_AIM OF THE TASK_
Extract the complete listing and repeat it word for word.

_PROVIDED RECORDS_
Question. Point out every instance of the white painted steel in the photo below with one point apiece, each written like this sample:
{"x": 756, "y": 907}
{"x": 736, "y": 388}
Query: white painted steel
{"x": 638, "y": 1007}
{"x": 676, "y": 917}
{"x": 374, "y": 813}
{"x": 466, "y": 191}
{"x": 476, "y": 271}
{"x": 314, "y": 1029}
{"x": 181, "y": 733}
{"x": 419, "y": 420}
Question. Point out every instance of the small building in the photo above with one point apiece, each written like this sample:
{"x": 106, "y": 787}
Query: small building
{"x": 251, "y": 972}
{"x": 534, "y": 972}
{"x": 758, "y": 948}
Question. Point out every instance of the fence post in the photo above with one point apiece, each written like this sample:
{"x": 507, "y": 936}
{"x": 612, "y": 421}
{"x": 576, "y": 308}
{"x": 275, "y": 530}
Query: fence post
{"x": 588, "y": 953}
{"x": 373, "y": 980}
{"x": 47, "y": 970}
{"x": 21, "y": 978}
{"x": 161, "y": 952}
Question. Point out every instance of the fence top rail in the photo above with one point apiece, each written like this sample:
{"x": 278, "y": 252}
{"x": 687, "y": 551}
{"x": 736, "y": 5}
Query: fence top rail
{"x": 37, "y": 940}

_REPLY TO THE EXERCISE_
Question. Point out every instance of the white painted steel in the photo below with one point apiece, each written like this sample:
{"x": 756, "y": 907}
{"x": 736, "y": 388}
Query: white painted steel
{"x": 638, "y": 1007}
{"x": 676, "y": 917}
{"x": 374, "y": 813}
{"x": 466, "y": 191}
{"x": 476, "y": 271}
{"x": 314, "y": 1029}
{"x": 181, "y": 733}
{"x": 419, "y": 420}
Question. Point out every instance of the small building in the photo above with one point apiece, each written like this sample:
{"x": 106, "y": 787}
Query: small building
{"x": 251, "y": 972}
{"x": 534, "y": 972}
{"x": 758, "y": 948}
Question. Point out every instance of the fence post in the photo above with one point apiece, each written like this sample:
{"x": 507, "y": 936}
{"x": 612, "y": 421}
{"x": 576, "y": 308}
{"x": 275, "y": 530}
Query: fence post
{"x": 588, "y": 953}
{"x": 373, "y": 980}
{"x": 47, "y": 970}
{"x": 21, "y": 978}
{"x": 161, "y": 952}
Question. Point out every instance of the fence top rail in the photo above with one point apiece, each written like this sample:
{"x": 278, "y": 252}
{"x": 687, "y": 551}
{"x": 736, "y": 5}
Query: fence top rail
{"x": 37, "y": 940}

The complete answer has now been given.